### WHAT IS EXPECTED
Copy every line of the listing below unchanged, except multiply each x and y coordinate of the answer points by 2.35 and round to whole numbers, with halves rounding up. Leave the pictures out.

### GIVEN DATA
(begin)

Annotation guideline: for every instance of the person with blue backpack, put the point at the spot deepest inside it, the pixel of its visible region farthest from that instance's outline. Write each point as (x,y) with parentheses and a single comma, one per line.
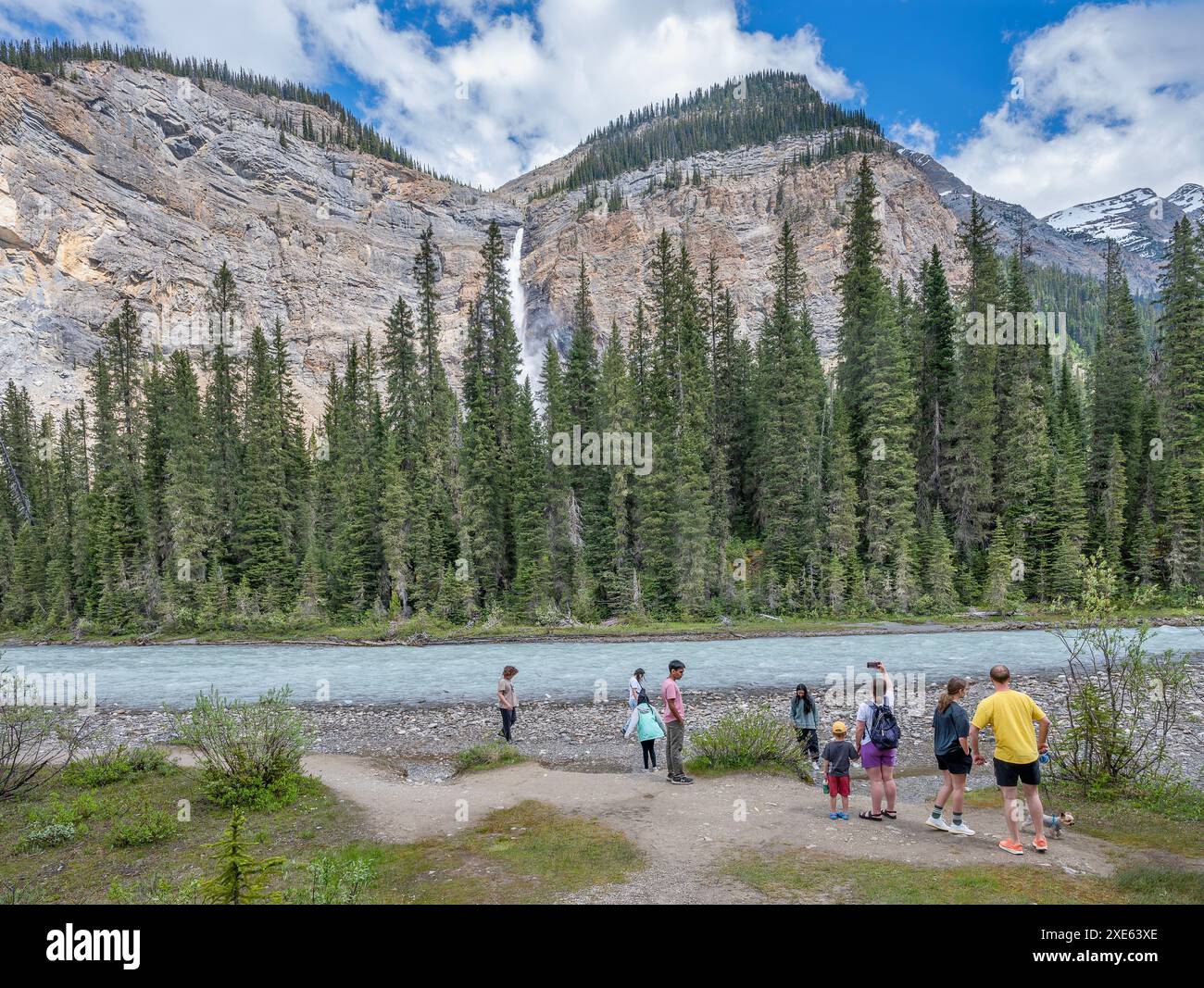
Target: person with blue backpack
(877,742)
(648,726)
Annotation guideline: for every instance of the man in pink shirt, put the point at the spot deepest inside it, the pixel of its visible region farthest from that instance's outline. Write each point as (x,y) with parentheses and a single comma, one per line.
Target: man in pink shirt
(673,714)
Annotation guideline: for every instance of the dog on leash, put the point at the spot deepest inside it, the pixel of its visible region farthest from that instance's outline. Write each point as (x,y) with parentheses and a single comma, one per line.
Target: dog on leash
(1054,822)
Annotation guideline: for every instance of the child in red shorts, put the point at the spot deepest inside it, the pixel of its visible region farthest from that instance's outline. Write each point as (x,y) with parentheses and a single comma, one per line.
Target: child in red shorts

(end)

### EXERCISE OUTPUT
Annotation guideline: for every instance of the person with blue backpack, put the point at the spot deepest inside it, the pixel of its visible region farthest from that instance's outline. Write each point as (x,y) with parentheses and a single comma, one per line.
Target: person with blue backpack
(2061,1744)
(1523,1706)
Annotation guideline: for every instance of the man in pink shirt, put the point at the spot deepest inside it, the pixel of its visible region farthest from that instance's outline. Write each point as (x,y) with parentheses and a single comma, one per line.
Target: man in pink shirt
(1582,1678)
Annotation guideline: for every instance of the dog on leash, put the point at the spot deepest inside it, the pixel of its visible region farthest from that instance's outline. Write each point as (x,y) with parentheses and a single comma, one per line.
Target: dog on leash
(2477,1932)
Annotation guideline: for every instance of the child in red shorts, put the point at the spot deepest inside it, the pixel of its visible region farthest from that instance's outline. Write each point as (x,y) with parentheses and a single comma, one per line.
Target: child in red shorts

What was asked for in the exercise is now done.